> _TEXT SECTION_
Historian Howard Zinn: I think what I had in mind was that young people, especially when thinking about their whole future lying ahead of them, should try to imagine what Ivan Ilyich went through when at the end of his life, Tolstoy is giving young people an opportunity to see forty or fifty years ahead and ask, How will I think back upon my life forty or fifty years from now. For them to see that Ivan Ilyich, this successful man, this man who did everything right, looks back on his life and says, This is not the kind life I wanted to lead, is something very instructive for young people, who are being captivated, being pressured on all sides, to get money, to get success, to do the right things, all of them superficial, evanescent, the kinds of things that at the end of one’s life will evaporate immediately. I very often talk about The Death of Ivan Ilyich because I want young people to think about the question of, What am I living my life for? What can I be proud of when I go? What will my grandchildren be proud of when they think of my life?

Saved data entries:
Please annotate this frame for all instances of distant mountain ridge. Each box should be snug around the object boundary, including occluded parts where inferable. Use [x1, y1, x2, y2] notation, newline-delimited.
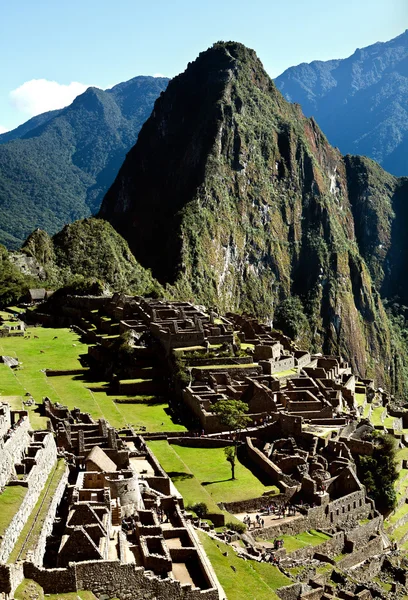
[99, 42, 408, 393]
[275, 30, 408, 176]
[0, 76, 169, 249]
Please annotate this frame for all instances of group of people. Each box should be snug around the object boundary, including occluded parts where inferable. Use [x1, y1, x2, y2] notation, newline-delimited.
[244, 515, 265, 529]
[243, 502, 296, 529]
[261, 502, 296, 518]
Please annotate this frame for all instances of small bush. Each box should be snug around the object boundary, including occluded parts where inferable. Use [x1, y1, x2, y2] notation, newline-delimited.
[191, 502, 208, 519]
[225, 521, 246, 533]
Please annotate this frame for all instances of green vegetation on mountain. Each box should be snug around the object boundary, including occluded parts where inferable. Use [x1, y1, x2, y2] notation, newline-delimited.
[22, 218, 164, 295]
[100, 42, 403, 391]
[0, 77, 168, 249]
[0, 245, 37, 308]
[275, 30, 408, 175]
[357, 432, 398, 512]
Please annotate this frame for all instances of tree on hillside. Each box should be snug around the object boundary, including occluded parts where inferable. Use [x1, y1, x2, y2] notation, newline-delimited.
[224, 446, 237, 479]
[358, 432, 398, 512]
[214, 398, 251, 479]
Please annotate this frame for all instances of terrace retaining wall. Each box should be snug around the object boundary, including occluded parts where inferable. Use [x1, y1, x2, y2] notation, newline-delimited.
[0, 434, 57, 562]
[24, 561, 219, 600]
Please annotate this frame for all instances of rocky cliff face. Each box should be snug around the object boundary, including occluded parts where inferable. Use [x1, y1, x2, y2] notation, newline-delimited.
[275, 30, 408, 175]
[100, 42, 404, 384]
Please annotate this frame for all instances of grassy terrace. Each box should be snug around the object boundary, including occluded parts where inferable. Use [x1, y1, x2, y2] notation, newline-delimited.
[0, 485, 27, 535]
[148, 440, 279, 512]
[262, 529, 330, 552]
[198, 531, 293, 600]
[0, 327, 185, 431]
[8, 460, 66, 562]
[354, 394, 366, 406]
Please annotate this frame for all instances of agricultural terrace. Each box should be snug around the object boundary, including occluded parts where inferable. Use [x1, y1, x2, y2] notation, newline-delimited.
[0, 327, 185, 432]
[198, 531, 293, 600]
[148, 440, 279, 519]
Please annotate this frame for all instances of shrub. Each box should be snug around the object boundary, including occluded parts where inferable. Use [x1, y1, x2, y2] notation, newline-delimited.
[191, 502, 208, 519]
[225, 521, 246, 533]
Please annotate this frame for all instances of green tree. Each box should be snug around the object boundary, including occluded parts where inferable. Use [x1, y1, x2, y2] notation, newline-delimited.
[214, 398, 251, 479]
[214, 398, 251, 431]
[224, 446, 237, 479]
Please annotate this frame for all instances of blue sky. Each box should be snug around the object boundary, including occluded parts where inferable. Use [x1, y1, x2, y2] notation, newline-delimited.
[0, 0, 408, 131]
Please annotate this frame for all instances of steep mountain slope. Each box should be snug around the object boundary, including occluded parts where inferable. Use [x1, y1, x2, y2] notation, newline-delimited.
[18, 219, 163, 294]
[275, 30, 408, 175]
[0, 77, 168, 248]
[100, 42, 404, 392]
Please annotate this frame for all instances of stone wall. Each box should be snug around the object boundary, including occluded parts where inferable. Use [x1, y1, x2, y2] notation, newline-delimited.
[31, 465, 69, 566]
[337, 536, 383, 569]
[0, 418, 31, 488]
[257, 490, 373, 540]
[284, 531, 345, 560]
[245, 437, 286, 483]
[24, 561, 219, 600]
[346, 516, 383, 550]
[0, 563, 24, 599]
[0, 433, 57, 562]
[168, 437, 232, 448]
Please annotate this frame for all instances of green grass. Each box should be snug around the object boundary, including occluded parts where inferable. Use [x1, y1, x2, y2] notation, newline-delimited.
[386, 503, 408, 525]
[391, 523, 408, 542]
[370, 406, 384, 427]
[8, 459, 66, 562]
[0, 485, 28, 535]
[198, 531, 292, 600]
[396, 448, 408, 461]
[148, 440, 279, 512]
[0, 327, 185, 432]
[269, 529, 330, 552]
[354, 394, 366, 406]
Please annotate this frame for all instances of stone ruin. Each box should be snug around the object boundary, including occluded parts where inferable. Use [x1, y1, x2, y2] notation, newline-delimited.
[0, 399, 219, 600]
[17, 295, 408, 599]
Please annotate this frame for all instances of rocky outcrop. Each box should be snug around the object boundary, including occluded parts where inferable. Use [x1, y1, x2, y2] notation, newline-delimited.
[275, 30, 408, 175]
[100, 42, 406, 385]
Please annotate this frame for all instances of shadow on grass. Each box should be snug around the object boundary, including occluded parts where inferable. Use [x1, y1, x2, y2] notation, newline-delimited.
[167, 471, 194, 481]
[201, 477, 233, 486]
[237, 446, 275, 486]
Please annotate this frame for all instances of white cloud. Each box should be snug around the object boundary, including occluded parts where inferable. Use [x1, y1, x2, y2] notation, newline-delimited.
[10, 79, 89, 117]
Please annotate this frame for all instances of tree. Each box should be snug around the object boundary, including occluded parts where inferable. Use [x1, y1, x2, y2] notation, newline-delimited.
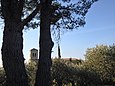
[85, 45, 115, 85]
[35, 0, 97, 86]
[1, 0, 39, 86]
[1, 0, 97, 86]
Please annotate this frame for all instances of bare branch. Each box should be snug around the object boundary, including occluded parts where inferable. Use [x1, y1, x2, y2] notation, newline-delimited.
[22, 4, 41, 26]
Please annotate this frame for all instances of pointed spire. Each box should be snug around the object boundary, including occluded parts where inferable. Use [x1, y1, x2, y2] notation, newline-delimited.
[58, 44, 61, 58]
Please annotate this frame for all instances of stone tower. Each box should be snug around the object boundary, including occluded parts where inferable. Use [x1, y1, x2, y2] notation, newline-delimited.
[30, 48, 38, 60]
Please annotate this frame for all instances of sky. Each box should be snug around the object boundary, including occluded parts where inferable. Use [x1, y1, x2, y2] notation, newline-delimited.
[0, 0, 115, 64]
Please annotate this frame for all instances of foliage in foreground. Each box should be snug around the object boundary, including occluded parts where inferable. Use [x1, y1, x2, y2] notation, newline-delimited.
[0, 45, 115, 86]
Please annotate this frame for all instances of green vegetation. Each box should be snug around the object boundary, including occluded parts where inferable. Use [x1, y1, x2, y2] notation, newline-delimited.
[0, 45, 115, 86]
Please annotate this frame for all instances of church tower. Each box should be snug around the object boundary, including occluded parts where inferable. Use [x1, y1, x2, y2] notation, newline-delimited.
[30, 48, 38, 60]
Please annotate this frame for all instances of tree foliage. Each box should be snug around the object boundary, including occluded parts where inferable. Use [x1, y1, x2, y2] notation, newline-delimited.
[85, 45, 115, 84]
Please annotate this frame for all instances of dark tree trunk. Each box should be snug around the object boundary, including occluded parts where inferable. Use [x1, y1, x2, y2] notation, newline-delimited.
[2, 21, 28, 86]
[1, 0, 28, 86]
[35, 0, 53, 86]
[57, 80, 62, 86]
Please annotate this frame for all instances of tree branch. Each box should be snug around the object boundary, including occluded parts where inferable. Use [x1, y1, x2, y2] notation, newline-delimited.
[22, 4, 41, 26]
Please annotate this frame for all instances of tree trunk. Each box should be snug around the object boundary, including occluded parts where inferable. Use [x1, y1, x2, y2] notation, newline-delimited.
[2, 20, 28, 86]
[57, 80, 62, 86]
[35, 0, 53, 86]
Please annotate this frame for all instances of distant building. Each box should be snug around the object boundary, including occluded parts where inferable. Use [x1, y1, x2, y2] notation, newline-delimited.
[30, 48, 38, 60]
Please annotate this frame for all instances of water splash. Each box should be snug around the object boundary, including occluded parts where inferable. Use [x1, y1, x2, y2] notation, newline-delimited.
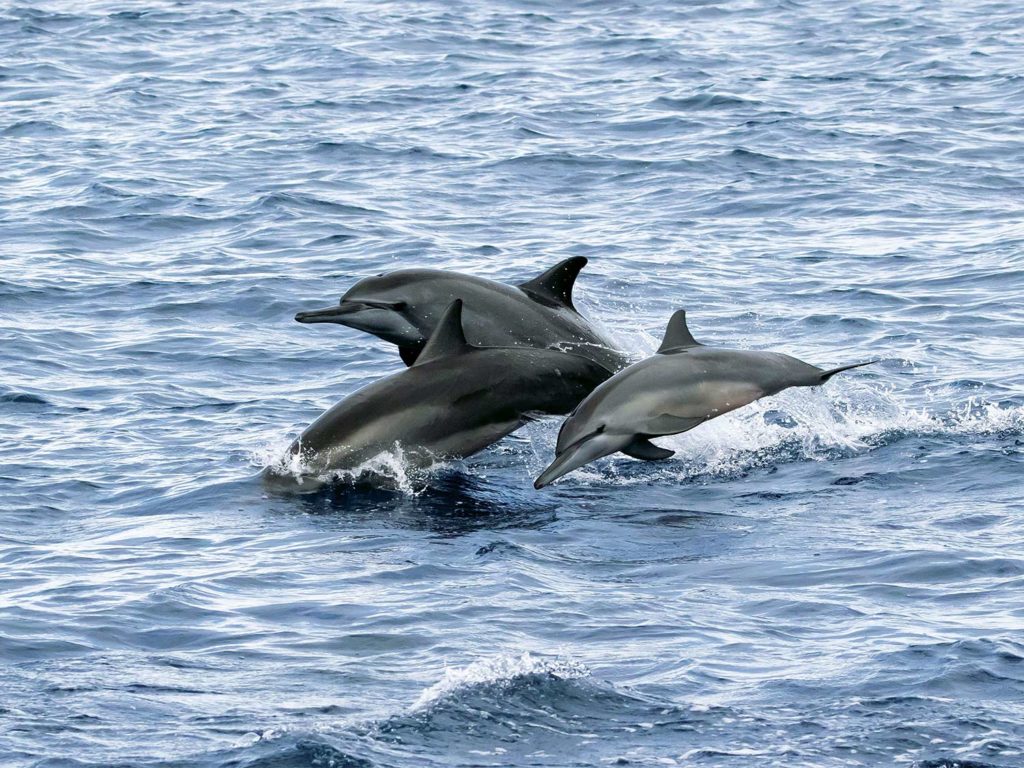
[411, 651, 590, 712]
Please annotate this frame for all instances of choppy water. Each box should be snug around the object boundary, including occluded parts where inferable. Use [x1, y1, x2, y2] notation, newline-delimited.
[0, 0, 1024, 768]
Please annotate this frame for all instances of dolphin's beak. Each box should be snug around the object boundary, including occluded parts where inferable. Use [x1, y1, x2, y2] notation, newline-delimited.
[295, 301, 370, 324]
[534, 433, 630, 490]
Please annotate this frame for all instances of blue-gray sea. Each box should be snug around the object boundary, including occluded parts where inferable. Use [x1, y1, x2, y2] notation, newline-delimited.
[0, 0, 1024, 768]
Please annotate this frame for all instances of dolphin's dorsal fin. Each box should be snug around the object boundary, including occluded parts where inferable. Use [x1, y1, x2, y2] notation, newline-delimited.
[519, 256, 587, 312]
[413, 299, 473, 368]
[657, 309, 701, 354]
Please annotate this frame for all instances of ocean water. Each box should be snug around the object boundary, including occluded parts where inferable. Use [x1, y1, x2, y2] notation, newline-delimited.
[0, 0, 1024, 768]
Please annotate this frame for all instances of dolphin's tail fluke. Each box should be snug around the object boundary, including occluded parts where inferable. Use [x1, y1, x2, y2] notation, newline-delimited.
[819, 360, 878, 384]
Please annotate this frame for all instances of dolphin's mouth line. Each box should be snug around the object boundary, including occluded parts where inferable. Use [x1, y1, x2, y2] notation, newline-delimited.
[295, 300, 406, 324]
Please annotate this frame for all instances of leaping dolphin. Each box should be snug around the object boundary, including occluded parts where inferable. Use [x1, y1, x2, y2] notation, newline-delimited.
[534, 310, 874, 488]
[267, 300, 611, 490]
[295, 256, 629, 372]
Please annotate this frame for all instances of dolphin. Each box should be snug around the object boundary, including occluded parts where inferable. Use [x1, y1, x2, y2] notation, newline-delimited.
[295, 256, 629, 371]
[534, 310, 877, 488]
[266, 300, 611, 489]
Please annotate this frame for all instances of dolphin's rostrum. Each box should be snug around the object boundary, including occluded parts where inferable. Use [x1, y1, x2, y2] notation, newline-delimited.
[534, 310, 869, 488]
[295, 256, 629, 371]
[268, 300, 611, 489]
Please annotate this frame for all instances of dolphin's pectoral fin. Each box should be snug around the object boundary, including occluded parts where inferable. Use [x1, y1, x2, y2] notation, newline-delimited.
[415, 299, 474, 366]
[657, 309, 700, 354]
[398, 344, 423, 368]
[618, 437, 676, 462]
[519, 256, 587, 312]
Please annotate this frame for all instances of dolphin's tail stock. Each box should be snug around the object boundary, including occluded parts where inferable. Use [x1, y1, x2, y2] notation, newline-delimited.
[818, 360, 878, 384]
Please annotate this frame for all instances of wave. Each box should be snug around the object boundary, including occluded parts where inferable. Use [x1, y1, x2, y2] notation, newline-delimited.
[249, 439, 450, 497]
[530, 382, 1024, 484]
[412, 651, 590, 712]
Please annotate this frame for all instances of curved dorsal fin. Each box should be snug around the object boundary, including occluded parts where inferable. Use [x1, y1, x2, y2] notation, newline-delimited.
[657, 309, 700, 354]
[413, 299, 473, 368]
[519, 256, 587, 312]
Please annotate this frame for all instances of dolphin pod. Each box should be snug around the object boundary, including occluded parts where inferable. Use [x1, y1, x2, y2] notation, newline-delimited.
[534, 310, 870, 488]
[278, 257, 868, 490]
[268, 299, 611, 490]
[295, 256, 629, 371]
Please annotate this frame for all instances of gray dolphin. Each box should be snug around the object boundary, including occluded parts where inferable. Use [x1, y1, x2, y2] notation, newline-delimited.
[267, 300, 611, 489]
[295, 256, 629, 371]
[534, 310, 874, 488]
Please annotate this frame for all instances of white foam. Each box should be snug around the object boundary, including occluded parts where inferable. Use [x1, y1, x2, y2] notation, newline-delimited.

> _GOALS_
A - Report every line of the records that contains the word "vegetation", copying each such line in full. Matching is case-sensitive.
B - Carry on the remarks about The Death of Ivan Ilyich from their last sentence.

> _RESPONSES_
A -
Please annotate this frame for all instances of green vegetation on mountain. Each box should be snug around the object boundary, including occluded parts where inferable. Use [x1, y1, x2, y2] notation, newline-delimited.
Please annotate this frame for all instances of green vegetation. Each box should be snug around the object boundary, including occluded parts where inferable. Use [x1, y1, x2, y2] notation, newline-delimited.

B -
For the last weeks of summer, I invite you to join a reading and writing class to discuss this jarring work by Tolstoy. But I think this will be relevant not only for undergraduates but people of any age.

Each class session will have activities of discussing a few chapters of Tolstoy, writing and sharing with each other. We will write on themes from Tolstoy’s novella about our own lives, particularly in light of the Japanese concept of Ikigai, or one’s “reason for being.” A class blog will allow further sharing and reflection.

An online class version of the class will be available for people who wish to engage with Tolstoy and other readers and writers. Continue reading ““What Am I Living My Life for?” Ivan Ilyich and Ikigai- A Summer 2018 Reading/Writing Class”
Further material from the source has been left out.